- WHAT YOU NEED TO DO: With the pictures left out, write out the records verbatim.

- INFORMATION PROVIDED:
[Start of section]
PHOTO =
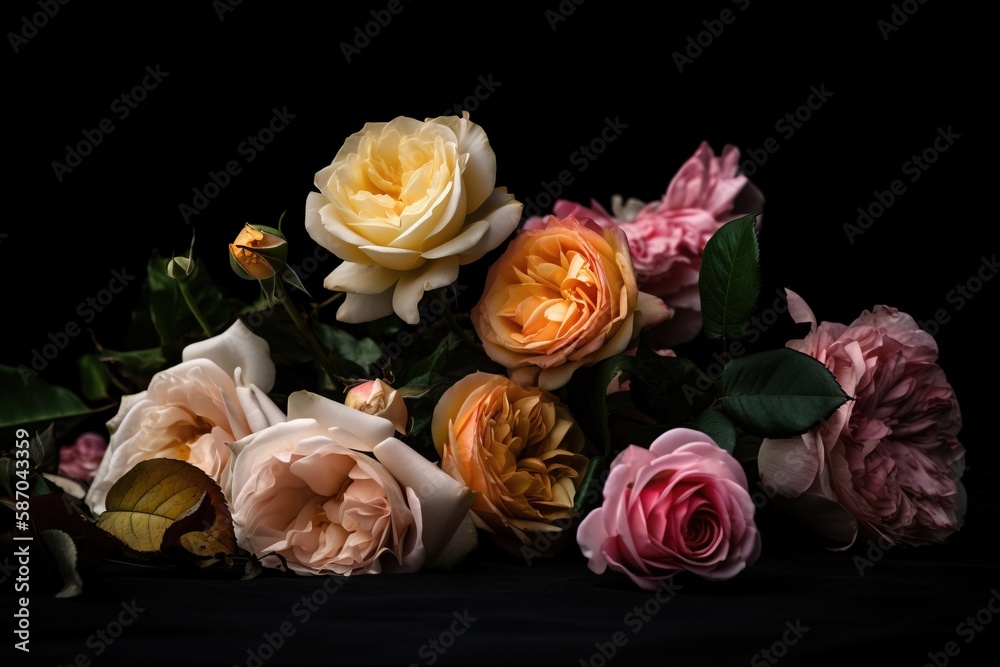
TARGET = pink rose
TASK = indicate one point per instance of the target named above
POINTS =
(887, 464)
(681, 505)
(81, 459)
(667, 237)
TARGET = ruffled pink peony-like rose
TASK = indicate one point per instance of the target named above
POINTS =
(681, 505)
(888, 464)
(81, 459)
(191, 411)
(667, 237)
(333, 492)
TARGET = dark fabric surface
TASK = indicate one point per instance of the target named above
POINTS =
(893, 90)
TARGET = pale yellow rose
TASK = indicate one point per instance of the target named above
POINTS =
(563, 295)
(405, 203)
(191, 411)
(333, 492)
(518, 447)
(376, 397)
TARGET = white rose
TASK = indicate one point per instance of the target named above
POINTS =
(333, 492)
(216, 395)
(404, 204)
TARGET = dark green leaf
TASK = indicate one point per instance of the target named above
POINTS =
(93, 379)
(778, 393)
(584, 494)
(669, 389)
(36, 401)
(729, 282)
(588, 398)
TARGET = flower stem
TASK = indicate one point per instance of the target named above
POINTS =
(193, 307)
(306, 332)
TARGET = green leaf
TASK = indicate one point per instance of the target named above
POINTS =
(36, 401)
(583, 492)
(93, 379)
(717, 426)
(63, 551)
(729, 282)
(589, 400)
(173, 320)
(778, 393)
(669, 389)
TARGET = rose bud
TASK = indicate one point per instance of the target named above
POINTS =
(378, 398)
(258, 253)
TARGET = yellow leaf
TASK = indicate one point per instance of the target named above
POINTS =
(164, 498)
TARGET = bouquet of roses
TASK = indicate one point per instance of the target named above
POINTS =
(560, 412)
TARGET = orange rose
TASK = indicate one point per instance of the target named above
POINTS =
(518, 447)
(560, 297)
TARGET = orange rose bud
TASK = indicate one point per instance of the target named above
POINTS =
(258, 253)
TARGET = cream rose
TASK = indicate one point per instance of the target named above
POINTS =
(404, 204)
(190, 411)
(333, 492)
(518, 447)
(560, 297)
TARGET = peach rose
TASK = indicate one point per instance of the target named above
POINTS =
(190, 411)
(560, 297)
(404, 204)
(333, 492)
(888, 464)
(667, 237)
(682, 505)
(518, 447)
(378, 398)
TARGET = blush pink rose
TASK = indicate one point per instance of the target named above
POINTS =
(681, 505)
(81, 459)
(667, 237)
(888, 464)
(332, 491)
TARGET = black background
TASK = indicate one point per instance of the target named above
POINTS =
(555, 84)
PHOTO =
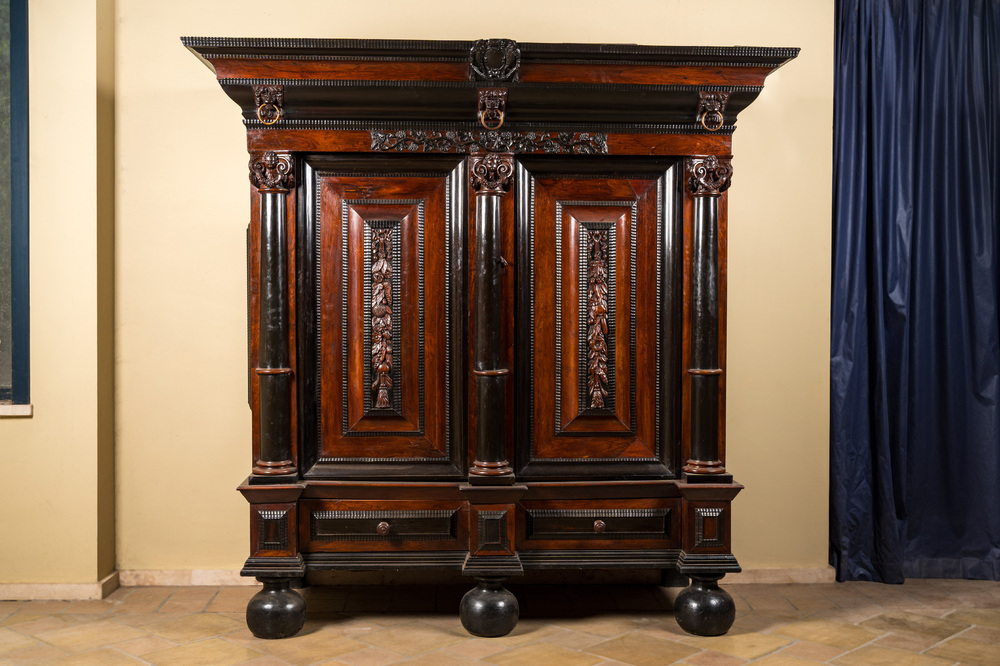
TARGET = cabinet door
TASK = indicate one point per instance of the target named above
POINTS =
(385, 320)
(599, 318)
[End of section]
- REPLY TO THE EXERCISE:
PHOTO =
TARGET = pink rose
TASK = indicate one point per instance of the target named above
POINTS =
(887, 464)
(681, 505)
(81, 459)
(667, 237)
TARGET = ruffled pink peony-like rose
TASK = indicate one point per instance of the target named above
POINTS =
(681, 505)
(888, 464)
(81, 459)
(191, 411)
(667, 237)
(333, 492)
TARGET = dark fabric surface
TASK = indicate one point per instance of the target named above
POINTS =
(893, 90)
TARGET = pale yellow rose
TASK = indicate one point per instance of the target named above
POINTS =
(563, 295)
(405, 203)
(191, 411)
(333, 492)
(518, 447)
(376, 397)
TARGET = white rose
TASK = indicate one point per instance of the target named above
POINTS =
(333, 492)
(216, 395)
(404, 204)
TARGET = dark green leaf
TASK = indicate one point per instance of the target named above
POINTS =
(93, 379)
(778, 393)
(584, 494)
(669, 389)
(36, 401)
(729, 282)
(588, 398)
TARGET = flower stem
TASK = indicate one point per instance of the target named above
POINTS =
(193, 307)
(306, 332)
TARGET = green leaf
TASK = indicate one point per instance of the target named above
POINTS =
(36, 401)
(583, 492)
(93, 379)
(717, 426)
(63, 551)
(729, 282)
(589, 400)
(173, 320)
(778, 393)
(669, 389)
TARGET = rose bud
TASK = indicate one point per instance of the target named above
POINTS =
(378, 398)
(258, 253)
TARGET = yellow leaf
TASK = indicate one point per instance of the target named above
POINTS =
(164, 498)
TARGET = bouquet of roses
TASK = indicate one point per instance of the target named above
POINTS =
(560, 412)
TARGET = orange rose
TASK = indicate one point per instance of the target named above
POINTS =
(518, 447)
(560, 297)
TARGET = orange rose bud
TASK = indicate one point per instance of the target named above
POINTS =
(258, 253)
TARGET = cream rose
TASK = indicate one point per instance of the target named above
POINTS =
(404, 204)
(190, 411)
(333, 492)
(518, 447)
(560, 297)
TARGET = peach rose
TASK = indicate one point per instance of the target named above
POINTS =
(190, 411)
(560, 297)
(404, 204)
(333, 492)
(888, 464)
(667, 237)
(682, 505)
(518, 447)
(378, 398)
TARGET = blush pink rose
TASK = indicate one point per instance of the target named above
POINTS =
(681, 505)
(81, 459)
(667, 237)
(888, 464)
(332, 491)
TARGET = black background
TASK = indicate one point per instance of the target named above
POINTS =
(555, 84)
PHOTO =
TARGET = cabinet door
TASK = indicate one point per instance of the target named above
POINTS =
(385, 320)
(599, 318)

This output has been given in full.